* [Given entries]
----------
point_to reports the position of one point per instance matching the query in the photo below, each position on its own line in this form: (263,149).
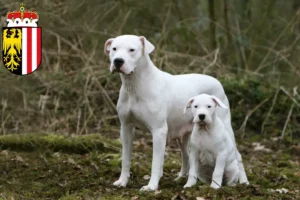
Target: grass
(49,173)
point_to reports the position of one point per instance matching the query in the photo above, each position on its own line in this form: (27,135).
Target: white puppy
(213,151)
(151,100)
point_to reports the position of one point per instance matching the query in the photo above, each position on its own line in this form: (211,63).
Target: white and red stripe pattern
(31,49)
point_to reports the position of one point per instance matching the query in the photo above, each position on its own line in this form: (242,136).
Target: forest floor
(84,167)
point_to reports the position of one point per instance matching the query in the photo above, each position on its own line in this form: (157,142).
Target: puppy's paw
(121,182)
(215,186)
(149,187)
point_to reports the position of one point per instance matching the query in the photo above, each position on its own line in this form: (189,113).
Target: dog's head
(203,108)
(125,51)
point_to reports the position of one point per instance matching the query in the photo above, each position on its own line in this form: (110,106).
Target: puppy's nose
(201,117)
(118,62)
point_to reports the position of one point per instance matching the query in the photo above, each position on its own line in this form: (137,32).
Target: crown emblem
(22,18)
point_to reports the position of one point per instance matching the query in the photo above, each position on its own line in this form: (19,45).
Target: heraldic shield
(21,49)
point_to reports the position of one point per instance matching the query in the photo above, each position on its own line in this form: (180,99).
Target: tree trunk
(212,25)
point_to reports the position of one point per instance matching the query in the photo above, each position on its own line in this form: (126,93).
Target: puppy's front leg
(159,144)
(218,171)
(194,167)
(127,134)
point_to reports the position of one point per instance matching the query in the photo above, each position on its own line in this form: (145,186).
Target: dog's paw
(120,183)
(149,188)
(215,186)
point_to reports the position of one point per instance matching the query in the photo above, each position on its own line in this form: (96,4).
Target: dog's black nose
(118,62)
(201,117)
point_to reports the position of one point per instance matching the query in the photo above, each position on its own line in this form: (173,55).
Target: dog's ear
(147,46)
(188,104)
(218,102)
(107,46)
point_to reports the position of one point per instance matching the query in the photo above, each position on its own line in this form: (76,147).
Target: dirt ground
(31,171)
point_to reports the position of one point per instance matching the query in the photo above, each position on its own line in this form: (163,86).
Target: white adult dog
(152,100)
(213,151)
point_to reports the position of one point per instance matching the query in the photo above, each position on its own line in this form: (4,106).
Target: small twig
(214,61)
(290,113)
(289,95)
(287,120)
(243,126)
(269,113)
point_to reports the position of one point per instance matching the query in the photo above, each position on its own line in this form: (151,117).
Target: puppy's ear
(219,102)
(188,104)
(107,46)
(147,46)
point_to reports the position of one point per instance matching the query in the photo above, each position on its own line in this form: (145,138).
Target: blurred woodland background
(251,46)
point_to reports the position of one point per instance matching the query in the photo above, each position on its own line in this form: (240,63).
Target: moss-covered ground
(31,171)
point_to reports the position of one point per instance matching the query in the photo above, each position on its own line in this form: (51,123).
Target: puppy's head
(203,108)
(125,51)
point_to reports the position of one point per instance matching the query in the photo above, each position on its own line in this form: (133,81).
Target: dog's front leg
----------
* [What the exercise asks]
Each record should be quoted exactly, with the images omitted.

* [Completed task]
point_to reports the position of one point per instance matching the query in the photo below, each position on its own line in this form: (263,149).
Target: grass
(49,173)
point_to reports the position of one point per instance matching the query in the photo above, each position on its own line in this form: (27,135).
Target: white puppy
(213,151)
(151,100)
point_to reports the position of one point per instance matching the query in the photo above, each position on its own line in this form: (211,63).
Target: white and red stripe pattern
(31,49)
point_to reports the position of one point per instance matching the query in the photo above, each position on its own line in this form: (242,136).
Target: forest floor
(84,167)
point_to reports the position of one point per instance matching the query in the photo above, each position on its own line in this form: (157,142).
Target: puppy's paw
(121,182)
(215,186)
(149,187)
point_to reports the position of one point per instance matching the query in the photo above, each position on its own line in this form: (189,113).
Target: dog's head
(203,108)
(125,51)
point_to reports the position of one point per instance matching the query in the photo above, each position on its own line in this form: (110,106).
Target: puppy's nose
(201,117)
(118,62)
point_to reports the position of one point per instance matching the query in the photo above, each position on its own line in this form: (137,32).
Target: crown emblem
(22,18)
point_to reports the position of one point per instance matching the query in the photo above, each position on its own line in this form: (19,45).
Target: heraldic shield
(21,49)
point_to reports the position of one point per instance matching the query in the photo above, each position on its own line in this form: (180,99).
Target: tree trunk
(212,25)
point_to reports the position of one point per instance matching the query in the photo above, each position on its own line in this form: (126,93).
Target: puppy's front leg
(159,144)
(218,171)
(194,167)
(127,134)
point_to reports the position of one point per instance matching the query in the photo above, each position on its own line in this form: (145,186).
Target: dog's paw
(120,183)
(149,188)
(215,186)
point_to reports the position of one point per instance matching the query in the photo above, each position on its own line in this form: (96,4).
Target: dog's black nose
(118,62)
(201,117)
point_to reports the position of one point per instance matching the query in the photo above, each position on its own line in this form: (173,55).
Target: dog's ear
(147,46)
(188,104)
(218,102)
(107,46)
point_to reports the position of one point per instance matching the query in the photo above, each position on its own line in this form: (76,147).
Target: dirt ground
(31,171)
point_to reports the position of one point per instance matching the query in the photo above, each position on its own line in this form: (163,86).
Target: white adult dog
(152,100)
(213,151)
point_to reports the position of one point per instance matching the query in the photo above, each position on its own line in this form: (4,106).
Target: small twig
(214,61)
(290,113)
(289,95)
(287,120)
(243,126)
(269,113)
point_to reports the position of one point per instance matching the query in the photo above, each position on its own line in this form: (151,117).
Target: puppy's ear
(219,102)
(188,104)
(107,46)
(147,46)
point_to reports the position of one point per instance matching the query in the photo above, each position on its own line in this form: (145,138).
Target: blurred woodland background
(251,46)
point_to reports the position of one point per instance matching the query in the photo above, each position on its own line in this form: (240,63).
Target: moss-covered ground
(31,171)
point_to reports the position of one point per instance matching the query in the photo above, each position on its own line in this form: (51,123).
Target: puppy's head
(203,108)
(125,51)
point_to reports the position of one point per instance matching the query in the photo above, each position on its own line in this form: (133,81).
Target: dog's front leg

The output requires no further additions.